STATED GOAL 1: List every line of the listing that contains the string "flower", treating uppercase and lowercase letters as different.

TEXT EXTRACT:
Sir Henry Roscoe: Hermann von Helmholtz

S. 89-95 aus:
Roscoe, Henry Enfield: The life and experiences of Sir Henry Enfield Roscoe / written by himself. - London ; New York : MacMillan, 1906
Signatur UB Heidelberg: T 876

On looking back upon the life and interests I had in Heidelberg, I do not think that such a time existed there before, or has done since. Such distinguished friends as Helmholtz, Bunsen, Kirchhoff, Koenigsberger, and Quincke as men of science, and I may add Häuser and Vangerow as men of letters, besides eminent representatives of other professions, will never meet together again.

Amongst these great men the figure of Helmholtz stands out pre-eminent. To use the words with which as President I welcomed him as Faraday Lecturer to the Chemical Society, “eminent as an anatomist, as a physiologist, as a physicist, as a mathematician, and as a philosopher, we chemists are now about to claim him as our own.”

The title of the lecture was “On the Modern Development of Faraday's Conception of Electricity” and the lecture may truly be said to have been a turning-point in the history of the subject and to have laid the foundation of our present ideas of the theory of electrolysis.

The following letters (translated) from Helmholtz indicate the great amount of trouble which he took in connection with this lecture :—

November 21st, 1880.

HONOURED FRIEND,

I am quite ready to give the Faraday Lecture for 1881 if it can be arranged to take place between the 15th March and the 22nd April. Of late I have been working partly upon electrolysis and partly upon electro-dynamics, more or less on Faraday's lines, and I will try how much of this I can make suitable for chemists without becoming too abstract.

I saw our old friend in Heidelberg in September. He was well and happy, although he speaks about wishing to retire.

My kindest regards to your wife.

Yours,

H. HELMHOLTZ.        

January 3rd, 1881.

Data entries
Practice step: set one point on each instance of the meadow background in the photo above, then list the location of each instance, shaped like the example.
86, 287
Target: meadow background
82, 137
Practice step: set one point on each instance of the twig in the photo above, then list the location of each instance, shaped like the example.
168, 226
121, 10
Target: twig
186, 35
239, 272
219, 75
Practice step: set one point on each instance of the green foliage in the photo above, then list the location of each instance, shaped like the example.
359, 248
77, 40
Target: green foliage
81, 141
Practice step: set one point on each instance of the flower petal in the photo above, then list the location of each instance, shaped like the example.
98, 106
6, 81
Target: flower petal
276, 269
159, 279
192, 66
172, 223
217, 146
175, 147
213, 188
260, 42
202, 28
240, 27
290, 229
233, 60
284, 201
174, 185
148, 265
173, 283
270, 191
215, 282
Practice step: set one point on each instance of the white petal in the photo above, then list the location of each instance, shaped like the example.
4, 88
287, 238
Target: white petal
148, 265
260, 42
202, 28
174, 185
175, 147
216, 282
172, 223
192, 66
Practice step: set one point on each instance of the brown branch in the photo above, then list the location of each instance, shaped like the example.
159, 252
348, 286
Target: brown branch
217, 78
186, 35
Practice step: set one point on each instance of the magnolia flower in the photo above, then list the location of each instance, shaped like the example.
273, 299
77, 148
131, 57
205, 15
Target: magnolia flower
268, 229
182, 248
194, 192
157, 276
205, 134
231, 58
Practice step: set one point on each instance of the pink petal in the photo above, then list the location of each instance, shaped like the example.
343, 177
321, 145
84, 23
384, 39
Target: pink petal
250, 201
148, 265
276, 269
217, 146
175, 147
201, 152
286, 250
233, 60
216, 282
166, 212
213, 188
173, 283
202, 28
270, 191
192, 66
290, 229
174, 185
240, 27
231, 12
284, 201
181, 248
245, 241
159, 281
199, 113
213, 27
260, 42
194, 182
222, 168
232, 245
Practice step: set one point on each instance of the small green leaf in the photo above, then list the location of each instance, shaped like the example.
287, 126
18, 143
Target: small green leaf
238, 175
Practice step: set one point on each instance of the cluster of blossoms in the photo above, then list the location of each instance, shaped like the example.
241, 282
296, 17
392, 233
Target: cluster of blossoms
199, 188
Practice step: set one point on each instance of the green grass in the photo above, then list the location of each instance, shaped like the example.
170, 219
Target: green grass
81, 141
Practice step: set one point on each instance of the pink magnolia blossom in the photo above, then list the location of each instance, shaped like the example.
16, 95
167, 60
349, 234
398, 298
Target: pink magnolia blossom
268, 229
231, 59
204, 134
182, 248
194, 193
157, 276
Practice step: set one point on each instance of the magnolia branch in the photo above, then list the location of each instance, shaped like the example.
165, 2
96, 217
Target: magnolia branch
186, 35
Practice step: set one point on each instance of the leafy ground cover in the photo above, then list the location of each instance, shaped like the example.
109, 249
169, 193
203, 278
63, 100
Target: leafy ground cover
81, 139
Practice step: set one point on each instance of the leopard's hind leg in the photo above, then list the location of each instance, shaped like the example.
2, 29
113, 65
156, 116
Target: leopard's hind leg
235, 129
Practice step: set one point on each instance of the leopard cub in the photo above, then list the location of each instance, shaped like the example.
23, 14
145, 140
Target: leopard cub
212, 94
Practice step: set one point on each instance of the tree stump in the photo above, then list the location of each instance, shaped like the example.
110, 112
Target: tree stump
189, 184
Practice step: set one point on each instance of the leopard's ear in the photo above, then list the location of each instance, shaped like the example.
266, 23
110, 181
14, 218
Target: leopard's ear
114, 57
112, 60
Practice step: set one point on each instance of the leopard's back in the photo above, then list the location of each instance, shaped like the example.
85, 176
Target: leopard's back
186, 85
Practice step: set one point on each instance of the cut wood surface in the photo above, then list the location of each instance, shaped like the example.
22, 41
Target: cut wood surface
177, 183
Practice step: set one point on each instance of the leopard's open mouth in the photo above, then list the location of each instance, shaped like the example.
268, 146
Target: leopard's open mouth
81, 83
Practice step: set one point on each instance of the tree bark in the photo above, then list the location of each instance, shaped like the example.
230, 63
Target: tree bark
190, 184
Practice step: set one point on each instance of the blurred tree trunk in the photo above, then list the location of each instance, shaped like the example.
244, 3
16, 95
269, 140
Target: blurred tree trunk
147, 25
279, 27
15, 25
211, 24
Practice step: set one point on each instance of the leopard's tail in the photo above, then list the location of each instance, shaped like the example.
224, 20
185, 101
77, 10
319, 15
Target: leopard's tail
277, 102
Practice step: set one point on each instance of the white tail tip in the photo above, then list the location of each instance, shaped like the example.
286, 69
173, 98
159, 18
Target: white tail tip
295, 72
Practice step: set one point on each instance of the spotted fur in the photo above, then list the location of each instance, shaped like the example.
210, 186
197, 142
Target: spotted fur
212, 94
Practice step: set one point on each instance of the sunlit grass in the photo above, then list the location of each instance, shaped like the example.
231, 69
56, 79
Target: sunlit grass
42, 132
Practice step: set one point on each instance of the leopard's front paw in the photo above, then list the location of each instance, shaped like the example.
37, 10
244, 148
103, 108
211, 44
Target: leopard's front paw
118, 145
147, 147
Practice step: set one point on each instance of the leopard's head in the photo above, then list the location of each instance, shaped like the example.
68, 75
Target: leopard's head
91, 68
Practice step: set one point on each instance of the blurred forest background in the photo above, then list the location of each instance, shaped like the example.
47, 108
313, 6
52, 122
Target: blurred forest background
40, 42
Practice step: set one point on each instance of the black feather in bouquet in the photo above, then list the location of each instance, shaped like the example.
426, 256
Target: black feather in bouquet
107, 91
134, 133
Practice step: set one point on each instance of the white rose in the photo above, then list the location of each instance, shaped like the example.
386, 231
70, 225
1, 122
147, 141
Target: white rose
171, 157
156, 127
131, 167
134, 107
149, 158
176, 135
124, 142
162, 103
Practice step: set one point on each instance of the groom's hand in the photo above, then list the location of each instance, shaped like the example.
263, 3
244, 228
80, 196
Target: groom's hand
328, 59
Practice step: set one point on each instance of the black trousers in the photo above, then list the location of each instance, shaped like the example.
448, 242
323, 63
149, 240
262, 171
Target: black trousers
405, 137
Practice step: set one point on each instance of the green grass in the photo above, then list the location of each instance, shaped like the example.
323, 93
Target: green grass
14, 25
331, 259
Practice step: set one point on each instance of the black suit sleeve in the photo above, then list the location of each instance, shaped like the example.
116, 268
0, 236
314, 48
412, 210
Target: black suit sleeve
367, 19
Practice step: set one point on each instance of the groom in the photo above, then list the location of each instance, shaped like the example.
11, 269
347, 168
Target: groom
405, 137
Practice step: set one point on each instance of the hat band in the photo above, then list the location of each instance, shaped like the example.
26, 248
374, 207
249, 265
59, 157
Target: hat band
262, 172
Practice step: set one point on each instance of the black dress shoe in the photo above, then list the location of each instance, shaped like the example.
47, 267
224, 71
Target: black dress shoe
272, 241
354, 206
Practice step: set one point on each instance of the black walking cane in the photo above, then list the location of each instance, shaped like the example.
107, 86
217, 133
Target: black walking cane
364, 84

STATED GOAL 2: According to the extract on Helmholtz, between which two dates did Helmholtz say the Faraday Lecture for 1881 would need to take place?

EXERCISE RESULT 1:
Practice step: set one point on each instance of the flower petal in the photo above, then list the location of each instance, shaped like the example.
Target: flower petal
Practice step: set one point on each instance of the magnolia flower in the photo above, then list the location of each instance, shaped like the example.
Target: magnolia flower

EXERCISE RESULT 2: Between the 15th March and the 22nd April.